**EXERCISE PROMPT**
Repeat the passage of the article on Big Pharma and the pandemic that begins at the words "Already a highly" and stops after "for Big Pharma.", swapping "Big Pharma" for "the drug industry".

**PROVIDED TEXT**

----------------

Big Pharma and the Pandemic


PTLN 2.5.21

Big Pharma and the Pandemic

By Salvador Sandoval, M.D.

Already a highly lucrative endeavor before the pandemic began, Big Pharma has maneuvered itself to seize further advantage as the pandemic unfolds. To paraphrase one commentator, the greater the death and destruction wreaked by the SARS-COV2 pandemic, the higher the profitability for Big Pharma.

Big Pharma accounted for 63% of total health care profitability before the onset of the Pandemic. Now soaring stock prices for the major pharmaceutical corporations involved mean greater dividends and return for their stockholders, despite the havoc wreaked on jobs, the economy, and the public’s health and well-being.

Only in America, which lacks effective price controls, and is permeated by an army of pharmaceutical lobbyists in Washington, D.C., is such a situation possible to the degree we see today. Pharmaceutical corporations spent $295 million in 2020 to influence legislation and legislators, surpassing oil and gas lobby money. Former Eli Lilly operations head and top lobbyist Alex Azar is the outgoing Health and Human Services Secretary. Newly inaugurated President Biden was among several major recipients of Big Pharma money, investments which are intended to deepen control of government expenditures and the economy.

----------------

**PROVIDED MATERIAL**
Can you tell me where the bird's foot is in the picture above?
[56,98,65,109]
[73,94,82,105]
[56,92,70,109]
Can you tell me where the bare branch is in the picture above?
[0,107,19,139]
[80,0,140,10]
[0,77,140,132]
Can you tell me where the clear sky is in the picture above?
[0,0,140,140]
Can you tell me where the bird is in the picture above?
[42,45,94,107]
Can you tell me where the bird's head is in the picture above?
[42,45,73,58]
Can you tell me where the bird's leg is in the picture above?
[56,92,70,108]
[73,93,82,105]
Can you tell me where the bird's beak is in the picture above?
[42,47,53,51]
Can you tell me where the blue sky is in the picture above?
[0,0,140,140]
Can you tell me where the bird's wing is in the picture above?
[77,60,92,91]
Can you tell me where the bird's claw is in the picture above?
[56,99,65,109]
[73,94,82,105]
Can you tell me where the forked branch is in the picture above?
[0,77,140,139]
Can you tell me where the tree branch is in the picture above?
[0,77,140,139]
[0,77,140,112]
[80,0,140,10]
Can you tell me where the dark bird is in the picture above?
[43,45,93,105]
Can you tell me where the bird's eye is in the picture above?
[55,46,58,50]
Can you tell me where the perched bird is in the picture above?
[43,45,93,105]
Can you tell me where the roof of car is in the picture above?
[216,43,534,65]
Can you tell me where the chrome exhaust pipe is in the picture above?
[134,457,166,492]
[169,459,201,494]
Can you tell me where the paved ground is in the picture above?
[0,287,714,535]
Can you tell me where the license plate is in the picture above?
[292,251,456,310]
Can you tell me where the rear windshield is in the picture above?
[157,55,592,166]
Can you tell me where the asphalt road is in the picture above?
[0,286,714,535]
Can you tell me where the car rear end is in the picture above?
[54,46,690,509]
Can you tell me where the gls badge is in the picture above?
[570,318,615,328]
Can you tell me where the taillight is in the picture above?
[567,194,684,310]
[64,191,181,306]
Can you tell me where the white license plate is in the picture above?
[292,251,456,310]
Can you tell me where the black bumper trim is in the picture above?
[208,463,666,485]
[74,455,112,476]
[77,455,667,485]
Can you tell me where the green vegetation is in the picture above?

----------------

**REPLY**
Already a highly lucrative endeavor before the pandemic began, the drug industry has maneuvered itself to seize further advantage as the pandemic unfolds. To paraphrase one commentator, the greater the death and destruction wreaked by the SARS-COV2 pandemic, the higher the profitability for the drug industry.